[Extracted data entries]

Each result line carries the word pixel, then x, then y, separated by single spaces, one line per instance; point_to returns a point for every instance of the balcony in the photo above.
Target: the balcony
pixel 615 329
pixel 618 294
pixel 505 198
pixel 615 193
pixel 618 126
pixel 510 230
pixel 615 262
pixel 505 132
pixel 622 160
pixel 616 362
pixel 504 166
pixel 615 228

> [Exercise instructions]:
Copy every one of the items above without changing a single character.

> [Answer in full]:
Each result line carries the word pixel, then x, then y, separated by single spaces, one line per instance; point_to returns a point for every instance of the balcony in the photo above.
Target: the balcony
pixel 615 329
pixel 618 294
pixel 505 198
pixel 615 193
pixel 618 126
pixel 510 230
pixel 615 262
pixel 505 132
pixel 622 160
pixel 616 362
pixel 504 166
pixel 615 228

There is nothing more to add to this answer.